= DATASET EXCERPTS =
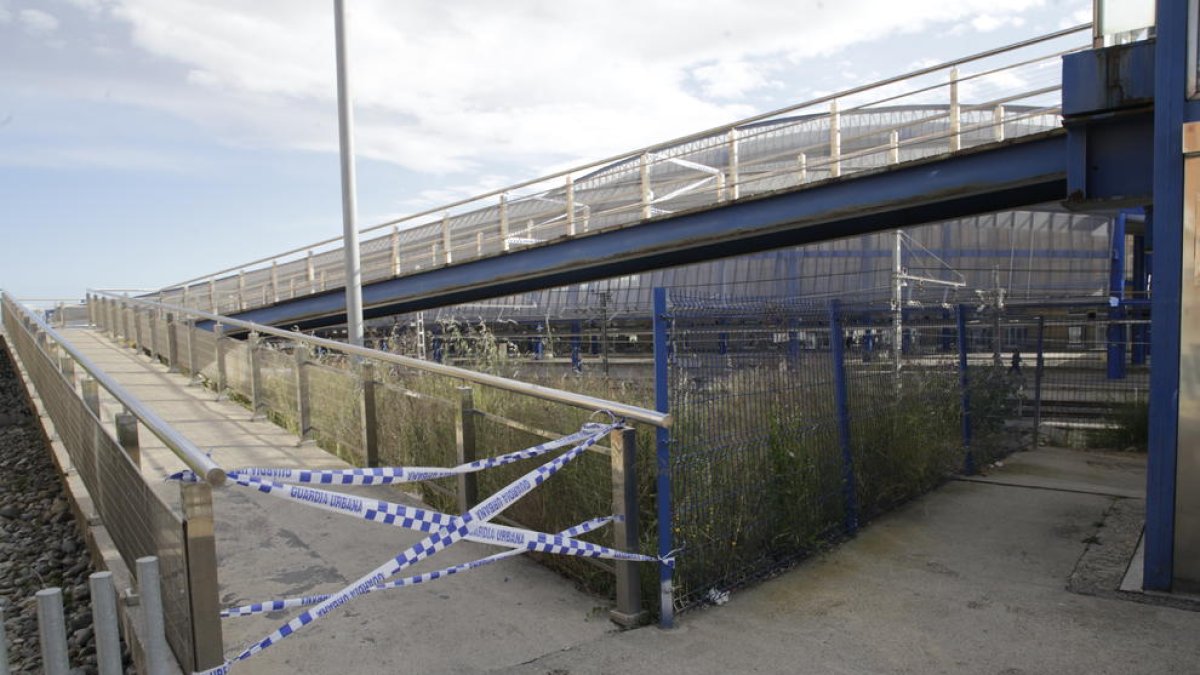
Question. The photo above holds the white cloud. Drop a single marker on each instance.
(731, 78)
(37, 23)
(455, 87)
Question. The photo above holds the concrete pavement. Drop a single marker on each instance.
(971, 578)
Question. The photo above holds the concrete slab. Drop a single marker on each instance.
(493, 617)
(967, 579)
(971, 578)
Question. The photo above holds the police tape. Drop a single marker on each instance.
(453, 532)
(387, 476)
(289, 603)
(425, 520)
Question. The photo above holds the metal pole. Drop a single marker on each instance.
(349, 228)
(898, 303)
(103, 610)
(4, 643)
(965, 389)
(841, 402)
(154, 637)
(1037, 382)
(663, 457)
(52, 631)
(629, 611)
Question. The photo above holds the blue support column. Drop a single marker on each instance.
(1170, 83)
(965, 387)
(1116, 329)
(841, 402)
(576, 346)
(1140, 335)
(663, 454)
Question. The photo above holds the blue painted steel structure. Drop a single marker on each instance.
(1116, 330)
(663, 454)
(1170, 113)
(1026, 171)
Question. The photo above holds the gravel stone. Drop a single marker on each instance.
(40, 542)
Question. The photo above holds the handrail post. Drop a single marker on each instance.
(52, 631)
(304, 404)
(370, 431)
(643, 169)
(841, 405)
(570, 204)
(219, 347)
(731, 142)
(89, 392)
(834, 139)
(447, 245)
(663, 459)
(465, 442)
(1039, 369)
(256, 376)
(154, 637)
(965, 390)
(955, 123)
(192, 360)
(199, 550)
(504, 222)
(127, 435)
(172, 344)
(154, 334)
(131, 315)
(395, 250)
(629, 611)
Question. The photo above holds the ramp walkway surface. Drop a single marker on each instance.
(1014, 572)
(497, 616)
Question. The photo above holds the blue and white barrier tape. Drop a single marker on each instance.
(425, 520)
(387, 476)
(277, 605)
(451, 533)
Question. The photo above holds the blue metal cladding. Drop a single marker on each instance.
(663, 454)
(1027, 171)
(1170, 82)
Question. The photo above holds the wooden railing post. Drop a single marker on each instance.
(465, 441)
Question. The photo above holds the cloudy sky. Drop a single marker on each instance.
(144, 142)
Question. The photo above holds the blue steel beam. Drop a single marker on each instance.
(1017, 173)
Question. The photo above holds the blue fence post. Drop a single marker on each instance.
(849, 482)
(576, 346)
(663, 453)
(1116, 329)
(965, 384)
(1039, 369)
(1140, 336)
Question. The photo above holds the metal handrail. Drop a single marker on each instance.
(185, 449)
(657, 147)
(635, 413)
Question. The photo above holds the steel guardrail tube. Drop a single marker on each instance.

= INSTRUCTION =
Can you reproduce the stretch of the listing from its start through the line containing "(1017, 173)", requests included, with every coordinate in the answers multiplied by 0.5 and rounded to a whole number, halves rounding up? Give only those lines, and leave the pictures out.

= ANSWER =
Question. The photo above holds the white cloud. Drop a single marker on each instance.
(366, 39)
(19, 12)
(228, 44)
Question. The photo above holds the concrete pavement. Drop a single marker on each instance.
(486, 289)
Question. The photo above holds the concrete slab. Drop a single marker on each instance.
(247, 309)
(484, 290)
(486, 289)
Question. The photo above holds the police tape. Drop a single marker on each instance.
(227, 266)
(194, 238)
(145, 302)
(213, 260)
Question. The photo above holds the metal pole. Drop a single marker on each instance.
(175, 114)
(449, 152)
(52, 305)
(2, 322)
(483, 195)
(421, 201)
(77, 319)
(519, 191)
(332, 229)
(26, 316)
(315, 306)
Question. The photo above holds the blue support column. Drop a single marker on each instance.
(585, 42)
(483, 194)
(558, 165)
(421, 201)
(288, 173)
(570, 168)
(332, 227)
Question. The photo above holds the blue painted steel structure. Drop a single marker on each instance.
(558, 165)
(332, 227)
(585, 57)
(513, 86)
Question. The photo above holds the gravel stone. Drop a single marker on each instance.
(20, 271)
Question. The photo above holds the handrail post. Drop a single marker on each instance.
(26, 316)
(152, 202)
(185, 216)
(322, 85)
(421, 203)
(285, 102)
(110, 174)
(366, 71)
(45, 196)
(417, 70)
(224, 123)
(332, 230)
(233, 221)
(520, 185)
(128, 188)
(77, 319)
(483, 195)
(478, 62)
(96, 180)
(100, 275)
(252, 111)
(64, 218)
(86, 172)
(77, 167)
(66, 158)
(198, 125)
(315, 306)
Question. The photo above holds the ramp walkway surface. Drop a single marker on each instance.
(507, 286)
(249, 308)
Question. The photo above holds the blue and white barrier tape. Drop a single marker on each instance.
(213, 260)
(194, 238)
(139, 303)
(226, 267)
Question. The photo above holds the blue metal cladding. Drop a single marker on each instance.
(332, 227)
(514, 86)
(585, 41)
Question. The photo above holds the wooden railing post. Drop a single marker on each instance.
(233, 221)
Question. The photo above holds the cloudy sky. Drop a single marker on each instance.
(72, 71)
Question. The photo above holds the blue steel beam. Drop a single marker on each instance.
(509, 87)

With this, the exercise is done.